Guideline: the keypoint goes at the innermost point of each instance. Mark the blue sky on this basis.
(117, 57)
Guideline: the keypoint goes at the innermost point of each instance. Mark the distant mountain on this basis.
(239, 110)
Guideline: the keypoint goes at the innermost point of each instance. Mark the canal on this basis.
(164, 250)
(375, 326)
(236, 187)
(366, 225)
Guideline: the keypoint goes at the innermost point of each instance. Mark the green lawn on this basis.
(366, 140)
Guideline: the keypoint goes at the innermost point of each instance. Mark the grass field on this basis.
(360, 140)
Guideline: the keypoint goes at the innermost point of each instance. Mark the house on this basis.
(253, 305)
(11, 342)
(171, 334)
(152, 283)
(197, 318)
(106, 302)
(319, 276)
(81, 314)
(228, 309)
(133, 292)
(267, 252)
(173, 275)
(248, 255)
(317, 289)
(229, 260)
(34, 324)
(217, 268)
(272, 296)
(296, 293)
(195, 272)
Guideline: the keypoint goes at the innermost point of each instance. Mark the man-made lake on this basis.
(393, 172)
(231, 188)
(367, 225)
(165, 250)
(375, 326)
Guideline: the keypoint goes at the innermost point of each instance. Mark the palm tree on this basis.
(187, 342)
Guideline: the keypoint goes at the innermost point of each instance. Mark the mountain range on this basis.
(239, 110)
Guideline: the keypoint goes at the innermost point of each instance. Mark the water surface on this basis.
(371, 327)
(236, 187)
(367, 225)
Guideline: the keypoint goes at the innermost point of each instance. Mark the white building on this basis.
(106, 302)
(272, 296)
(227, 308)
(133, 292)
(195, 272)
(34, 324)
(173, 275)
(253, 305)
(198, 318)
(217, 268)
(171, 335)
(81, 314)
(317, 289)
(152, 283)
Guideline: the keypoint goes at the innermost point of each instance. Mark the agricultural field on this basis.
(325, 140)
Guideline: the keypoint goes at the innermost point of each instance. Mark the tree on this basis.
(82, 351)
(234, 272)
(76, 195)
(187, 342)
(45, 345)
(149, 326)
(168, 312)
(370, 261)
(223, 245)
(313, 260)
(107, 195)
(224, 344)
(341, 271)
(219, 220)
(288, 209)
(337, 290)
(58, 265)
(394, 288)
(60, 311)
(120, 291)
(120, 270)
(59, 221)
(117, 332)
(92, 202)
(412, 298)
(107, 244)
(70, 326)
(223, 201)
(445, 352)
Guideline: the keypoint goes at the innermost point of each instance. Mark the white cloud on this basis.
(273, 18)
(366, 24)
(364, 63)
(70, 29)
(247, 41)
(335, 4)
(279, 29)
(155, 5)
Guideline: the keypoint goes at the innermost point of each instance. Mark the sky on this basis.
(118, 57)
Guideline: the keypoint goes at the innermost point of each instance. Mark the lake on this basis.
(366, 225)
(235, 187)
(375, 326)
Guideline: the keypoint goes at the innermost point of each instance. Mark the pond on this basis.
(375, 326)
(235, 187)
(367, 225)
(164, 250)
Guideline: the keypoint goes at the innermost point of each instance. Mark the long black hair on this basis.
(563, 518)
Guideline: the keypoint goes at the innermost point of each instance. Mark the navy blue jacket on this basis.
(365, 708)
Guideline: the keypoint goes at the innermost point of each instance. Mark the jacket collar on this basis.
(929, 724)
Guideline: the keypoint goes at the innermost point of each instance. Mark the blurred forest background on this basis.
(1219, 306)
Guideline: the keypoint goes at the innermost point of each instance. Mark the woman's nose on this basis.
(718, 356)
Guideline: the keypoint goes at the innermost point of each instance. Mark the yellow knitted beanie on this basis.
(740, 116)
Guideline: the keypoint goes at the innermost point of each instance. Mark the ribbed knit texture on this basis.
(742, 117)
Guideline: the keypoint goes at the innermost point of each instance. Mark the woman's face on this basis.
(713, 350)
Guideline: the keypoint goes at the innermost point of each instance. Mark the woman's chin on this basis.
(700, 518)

┄┄┄┄┄┄┄┄┄┄

TASK DETAILS: Render every line of the listing above as a JSON list of strings, one string per line, omitting blank lines.

ANSWER TO THIS PROBLEM:
[
  "Guideline: the keypoint goes at the innermost point of each instance. Mark the blue sky on this basis.",
  "(117, 57)",
  "Guideline: the keypoint goes at the innermost point of each instance. Mark the distant mountain on this basis.",
  "(239, 110)",
  "Guideline: the keypoint goes at the innermost point of each instance. Mark the canal on this basis.",
  "(164, 250)",
  "(375, 326)",
  "(236, 187)",
  "(366, 225)",
  "Guideline: the keypoint goes at the innermost point of each instance. Mark the green lawn on this basis.",
  "(366, 140)",
  "Guideline: the keypoint goes at the innermost point of each instance. Mark the grass field on this basis.",
  "(360, 140)",
  "Guideline: the keypoint goes at the innermost point of each instance. Mark the house on this basis.",
  "(253, 305)",
  "(11, 342)",
  "(171, 334)",
  "(152, 283)",
  "(197, 318)",
  "(106, 302)",
  "(319, 276)",
  "(81, 314)",
  "(228, 309)",
  "(133, 292)",
  "(267, 252)",
  "(173, 275)",
  "(248, 255)",
  "(317, 289)",
  "(229, 260)",
  "(34, 324)",
  "(217, 268)",
  "(272, 296)",
  "(296, 293)",
  "(195, 272)",
  "Guideline: the keypoint goes at the innermost point of each instance. Mark the man-made lake on this basis.",
  "(393, 172)",
  "(231, 188)",
  "(367, 225)",
  "(165, 250)",
  "(375, 326)",
  "Guideline: the keypoint goes at the innermost point of each instance. Mark the palm tree on this basis.",
  "(187, 342)",
  "Guideline: the keypoint goes at the innermost point of each instance. Mark the mountain range on this basis.",
  "(239, 110)",
  "Guideline: the keypoint goes at the innermost point of each instance. Mark the water surface on this basis.",
  "(371, 327)",
  "(236, 187)",
  "(367, 225)",
  "Guideline: the keypoint goes at the innermost point of each instance. Mark the white building on this basis.",
  "(106, 302)",
  "(272, 296)",
  "(227, 308)",
  "(133, 292)",
  "(195, 272)",
  "(34, 324)",
  "(173, 275)",
  "(253, 305)",
  "(198, 318)",
  "(217, 268)",
  "(171, 335)",
  "(81, 314)",
  "(317, 289)",
  "(152, 283)",
  "Guideline: the keypoint goes at the innermost point of each instance. Mark the agricultural field on this basis.",
  "(325, 140)",
  "Guideline: the keypoint goes at the innermost point of each instance. Mark the tree on this basis.",
  "(82, 351)",
  "(234, 272)",
  "(76, 195)",
  "(187, 342)",
  "(45, 345)",
  "(149, 326)",
  "(168, 312)",
  "(370, 261)",
  "(223, 245)",
  "(313, 260)",
  "(107, 195)",
  "(224, 344)",
  "(341, 271)",
  "(219, 220)",
  "(288, 209)",
  "(337, 290)",
  "(58, 265)",
  "(394, 288)",
  "(60, 311)",
  "(120, 291)",
  "(120, 270)",
  "(59, 221)",
  "(117, 332)",
  "(92, 202)",
  "(412, 298)",
  "(107, 244)",
  "(70, 326)",
  "(223, 201)",
  "(445, 352)",
  "Guideline: the keypoint goes at the innermost point of each instance. Mark the white cloud on this basis.",
  "(273, 18)",
  "(366, 24)",
  "(364, 63)",
  "(70, 29)",
  "(247, 41)",
  "(335, 4)",
  "(279, 29)",
  "(155, 5)",
  "Guideline: the keypoint goes at the innermost point of each instance. Mark the sky on this basis.",
  "(118, 57)",
  "Guideline: the keypoint goes at the innermost point of each instance. Mark the lake on this basis.",
  "(366, 225)",
  "(235, 187)",
  "(375, 326)",
  "Guideline: the keypoint goes at the innermost point of each instance. Mark the pond on this basis.",
  "(375, 326)",
  "(235, 187)",
  "(367, 225)",
  "(164, 250)",
  "Guideline: the keypoint goes at the innermost point of each instance. Mark the long black hair on this basis.",
  "(563, 518)",
  "Guideline: the keypoint goes at the innermost point of each instance. Mark the navy blue jacket on this basis.",
  "(365, 708)",
  "Guideline: the keypoint goes at the innermost point of each instance. Mark the jacket collar on this basis.",
  "(929, 724)",
  "Guideline: the keypoint goes at the innermost point of each instance. Mark the blurred forest background on this basis.",
  "(1219, 306)",
  "Guideline: the keypoint goes at the innermost point of each instance. Mark the woman's nose on this basis.",
  "(718, 356)",
  "Guideline: the keypoint goes at the innermost point of each instance. Mark the yellow knitted beanie on this basis.",
  "(740, 116)",
  "Guideline: the keypoint goes at the innermost point of each instance. Mark the ribbed knit texture on this basis.",
  "(742, 117)",
  "Guideline: the keypoint goes at the innermost point of each instance. Mark the woman's face on this basis.",
  "(713, 350)",
  "Guideline: the keypoint goes at the innermost point of each instance. Mark the woman's chin on this basis.",
  "(700, 518)"
]